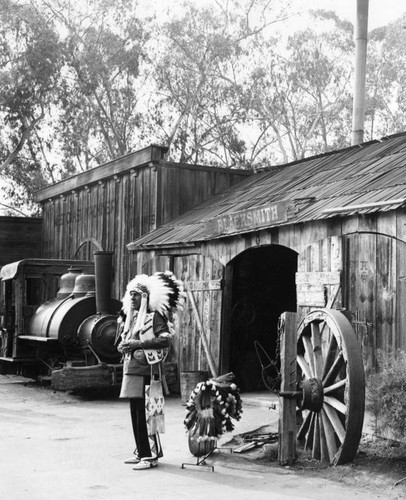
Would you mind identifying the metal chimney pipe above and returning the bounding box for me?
[94,252,113,314]
[351,0,369,146]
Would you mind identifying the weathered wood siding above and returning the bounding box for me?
[136,252,224,373]
[0,217,42,267]
[143,209,406,375]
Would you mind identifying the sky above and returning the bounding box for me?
[298,0,406,30]
[154,0,406,30]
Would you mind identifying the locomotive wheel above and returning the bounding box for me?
[297,309,365,465]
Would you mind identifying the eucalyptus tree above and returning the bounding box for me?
[247,11,353,162]
[0,0,63,209]
[149,0,283,167]
[45,0,149,170]
[365,15,406,139]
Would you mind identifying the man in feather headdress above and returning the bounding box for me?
[117,271,184,470]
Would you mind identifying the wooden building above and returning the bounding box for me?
[0,216,42,267]
[35,145,251,298]
[127,134,406,391]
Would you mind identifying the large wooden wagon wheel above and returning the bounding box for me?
[297,309,365,465]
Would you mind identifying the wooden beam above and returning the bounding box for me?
[187,290,217,378]
[278,312,297,465]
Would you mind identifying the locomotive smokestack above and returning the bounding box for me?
[351,0,369,146]
[94,252,113,314]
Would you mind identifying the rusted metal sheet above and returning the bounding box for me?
[129,134,406,249]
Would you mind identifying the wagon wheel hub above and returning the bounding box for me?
[292,309,365,465]
[298,378,324,412]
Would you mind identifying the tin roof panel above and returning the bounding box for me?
[128,133,406,249]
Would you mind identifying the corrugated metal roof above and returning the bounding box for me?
[128,133,406,250]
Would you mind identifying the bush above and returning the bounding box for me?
[367,351,406,440]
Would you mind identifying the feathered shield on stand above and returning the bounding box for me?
[184,373,242,441]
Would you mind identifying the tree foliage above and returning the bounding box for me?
[0,0,406,213]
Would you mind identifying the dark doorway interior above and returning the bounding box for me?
[229,245,297,392]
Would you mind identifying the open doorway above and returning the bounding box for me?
[223,245,297,392]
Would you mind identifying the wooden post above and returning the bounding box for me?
[187,290,217,378]
[278,312,297,465]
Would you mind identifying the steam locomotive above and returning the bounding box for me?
[0,252,122,390]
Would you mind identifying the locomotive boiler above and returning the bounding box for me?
[0,252,122,389]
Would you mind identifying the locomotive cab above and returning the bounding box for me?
[0,252,121,389]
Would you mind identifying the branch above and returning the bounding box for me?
[0,106,45,172]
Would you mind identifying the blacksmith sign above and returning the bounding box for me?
[207,201,288,236]
[296,271,340,307]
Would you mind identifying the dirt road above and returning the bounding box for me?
[0,375,406,500]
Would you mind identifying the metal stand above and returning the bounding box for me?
[181,448,217,472]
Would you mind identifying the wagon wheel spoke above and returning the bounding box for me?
[303,335,316,377]
[297,354,313,378]
[297,309,365,464]
[311,323,324,379]
[321,409,338,462]
[323,332,338,377]
[312,413,321,460]
[324,378,347,394]
[323,405,345,443]
[323,351,345,386]
[297,410,313,441]
[324,396,348,415]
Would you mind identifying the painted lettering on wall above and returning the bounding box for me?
[207,201,287,236]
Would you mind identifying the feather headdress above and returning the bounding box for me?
[184,372,242,441]
[122,271,185,317]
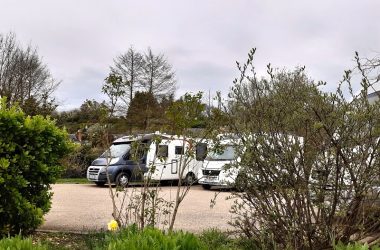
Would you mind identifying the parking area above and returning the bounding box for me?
[39,184,233,232]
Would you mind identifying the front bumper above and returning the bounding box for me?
[87,166,107,182]
[198,169,237,187]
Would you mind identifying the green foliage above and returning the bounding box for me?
[334,242,380,250]
[227,49,380,249]
[199,228,236,250]
[166,92,206,135]
[0,101,70,236]
[96,225,207,250]
[0,236,48,250]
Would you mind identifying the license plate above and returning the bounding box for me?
[205,176,218,182]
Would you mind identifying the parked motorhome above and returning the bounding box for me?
[87,133,203,186]
[198,139,238,189]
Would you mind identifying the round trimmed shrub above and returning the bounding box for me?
[0,101,70,237]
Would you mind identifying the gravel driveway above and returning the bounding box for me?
[39,184,232,232]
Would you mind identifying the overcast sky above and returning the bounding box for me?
[0,0,380,110]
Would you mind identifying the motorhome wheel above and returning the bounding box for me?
[115,172,129,187]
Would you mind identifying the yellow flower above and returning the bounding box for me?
[107,220,119,231]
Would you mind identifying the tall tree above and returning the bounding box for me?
[0,33,59,114]
[142,48,176,97]
[127,91,160,131]
[102,73,125,116]
[111,47,144,104]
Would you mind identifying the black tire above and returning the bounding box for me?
[115,172,130,187]
[95,181,106,187]
[183,173,197,185]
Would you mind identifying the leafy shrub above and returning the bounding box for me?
[0,236,48,250]
[97,225,207,250]
[0,101,70,237]
[334,242,380,250]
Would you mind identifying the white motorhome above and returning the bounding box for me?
[145,135,205,184]
[198,139,238,189]
[87,132,203,186]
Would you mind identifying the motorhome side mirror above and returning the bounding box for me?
[123,152,131,160]
[195,143,207,161]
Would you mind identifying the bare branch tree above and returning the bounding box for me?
[142,48,176,97]
[111,47,144,104]
[0,33,59,114]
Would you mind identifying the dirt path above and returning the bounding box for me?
[39,184,232,232]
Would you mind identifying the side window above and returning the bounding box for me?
[195,143,207,161]
[175,146,183,155]
[157,145,168,157]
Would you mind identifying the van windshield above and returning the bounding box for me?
[206,145,235,161]
[100,143,131,158]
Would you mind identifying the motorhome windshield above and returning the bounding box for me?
[206,145,235,161]
[100,143,131,158]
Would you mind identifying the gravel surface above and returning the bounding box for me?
[39,184,233,232]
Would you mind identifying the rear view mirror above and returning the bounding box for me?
[195,143,207,161]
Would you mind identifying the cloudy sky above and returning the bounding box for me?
[0,0,380,110]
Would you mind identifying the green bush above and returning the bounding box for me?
[96,225,207,250]
[334,242,380,250]
[0,236,48,250]
[0,101,70,238]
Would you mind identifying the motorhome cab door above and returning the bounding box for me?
[149,140,184,180]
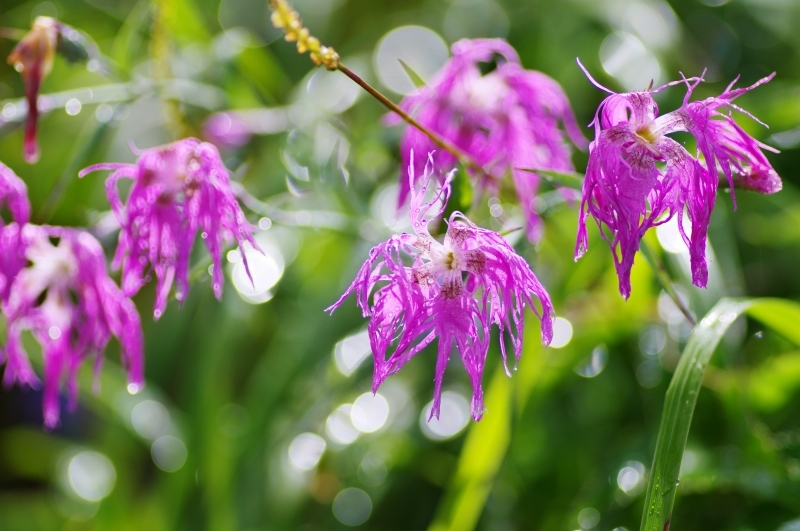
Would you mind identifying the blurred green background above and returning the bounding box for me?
[0,0,800,531]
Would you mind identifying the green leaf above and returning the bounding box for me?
[428,367,512,531]
[443,165,472,219]
[641,299,800,531]
[514,168,584,190]
[398,59,425,88]
[641,299,753,531]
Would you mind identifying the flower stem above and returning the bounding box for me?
[639,240,697,326]
[269,0,492,177]
[338,62,486,173]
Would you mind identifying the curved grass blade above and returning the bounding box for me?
[641,299,752,531]
[398,59,425,88]
[641,299,800,531]
[514,168,584,190]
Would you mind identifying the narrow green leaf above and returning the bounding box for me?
[428,367,512,531]
[514,168,584,190]
[444,164,472,219]
[641,299,753,531]
[641,299,800,531]
[398,59,425,88]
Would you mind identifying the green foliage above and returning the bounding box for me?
[0,0,800,531]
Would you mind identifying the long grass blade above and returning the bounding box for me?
[641,299,800,531]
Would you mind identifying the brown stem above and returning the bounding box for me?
[337,63,484,177]
[639,240,697,326]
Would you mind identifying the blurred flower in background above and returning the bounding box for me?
[80,138,258,319]
[0,224,144,429]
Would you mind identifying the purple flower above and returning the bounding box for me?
[328,154,554,420]
[79,138,258,319]
[399,39,586,241]
[0,162,31,301]
[575,63,781,298]
[0,224,143,429]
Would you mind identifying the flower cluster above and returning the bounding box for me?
[79,138,258,319]
[328,155,554,420]
[399,39,586,241]
[0,164,143,428]
[270,0,339,70]
[575,65,781,298]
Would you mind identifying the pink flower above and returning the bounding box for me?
[575,63,781,298]
[328,154,554,420]
[79,138,258,319]
[399,39,586,241]
[0,223,143,429]
[0,162,31,301]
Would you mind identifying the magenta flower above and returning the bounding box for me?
[79,138,258,319]
[399,39,586,241]
[575,63,781,298]
[327,154,554,420]
[0,162,31,301]
[0,224,143,429]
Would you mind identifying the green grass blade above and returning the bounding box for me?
[514,168,584,190]
[428,367,512,531]
[641,299,754,531]
[398,59,425,88]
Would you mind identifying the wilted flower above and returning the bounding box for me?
[8,17,58,164]
[575,65,781,298]
[0,162,31,301]
[8,17,103,164]
[0,224,143,428]
[399,39,586,240]
[328,155,554,420]
[79,138,258,319]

———

▸ **YOUR TASK**:
Copy each line of the material above that contains the word "gravel".

▸ **RESULT FOR THIS EXERCISE**:
Would you mind identifying the gravel driveway above and returning the bounding box for me?
Would you mind identifying the gravel surface above and returning the bounding box for me?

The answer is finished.